PAGE TEXT »

==========

The Company expects circulation expenses to remain relatively flat in 1996 with
decreased costs associated with a reduced guaranteed average circulation base
offset by the increasing expenditures related to the higher 16 issue frequency
rate and the higher minimum qualifications to receive the magazine.*

Sales and marketing expenses were $493,000 for the quarter ended March 31, 1996,
as compared to $690,000 for the same quarter in 1995. The decrease of $197,000,
or 29%, is attributable to cost controls measures and lower trade show
expenditures. Sales and marketing expenses represented 23% of revenues for the
first quarter of 1996 as compared to 30% of revenues for the same period of
1995. Sales and marketing costs are expected to increase in the balance of 1996
with the expenses associated with a more experienced sales force partially
offset by cost control measures.*

Product development costs, consisting of costs incurred in the development of
new multimedia related information products were, $7,000 and $16,000 for the
quarters ended March 31, 1996 and 1995, respectively. The decrease of $9,000, or
56%, relates to cost control measures.

==========

Region labeling entries

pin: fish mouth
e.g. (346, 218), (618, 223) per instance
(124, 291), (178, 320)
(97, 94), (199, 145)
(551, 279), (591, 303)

==========

WORK TO COMPLETE »
**A)** According to the expense discussion, what were sales and marketing expenses for the quarter ended March 31, 1996?
**B)** Continue the expense discussion from its final sentence.
These entries are separate material and stand apart from the expense discussion.

THE REPLIES »
**A)** $493,000

**B)**
General and administrative expenses were $229,000 and $389,000 for the quarters
ended March 31, 1996 and 1995, respectively. The decrease of $160,000, or 41%,
primarily reflects the Company's stronger credit and collection procedures which
resulted in a smaller bad debt expense. General and administrative expenses
represented 11% of revenues for the first quarter of 1996 as compared to 17% for
the same period in 1995. General and administrative costs are expected to
decrease in 1996 with any cost and credit control measures being partially
offset by expected increases in bad debt expenses that accompany increased
revenues, if any.*

The Company incurred a net loss of $214,000 and $315,000 in the first quarters
of 1996 and 1995, respectively. The 32% decrease in net loss in the first
quarter of 1996 as compared to 1995 is primarily a result of reduced total
expenses as a result of cost controls across most non-production expense areas.

- - ---------------
* This statement is a forward looking statement reflecting current expectations.
There can be no assurance that the Company's actual performance will meet the
Company's current expectations. Investors are strongly encouraged to review the
sections entitled "Factors Affecting Operating Results and Market Price of
Stock" and "Management's Discussion and Analysis of Financial Condition and
Results of Operations" for a discussion of factors that could affect future
performance.


<PAGE>

Liquidity and Capital Resources

At March 31, 1996, the Company had approximately $444,000 in working capital and
its principal sources of liquidity consisted of approximately $354,000 in cash
and a $1 million line of credit secured by 70% of qualified accounts receivable.
At March 31, 1996, there were no monies outstanding under this line of credit.
As a result of the conditions of the line of credit and financial results of the
1996 first fiscal quarter, the Company had unused borrowing capacity of
$725,000. Partial usage of unused borrowing capacity could be restricted by
financial operating covenants.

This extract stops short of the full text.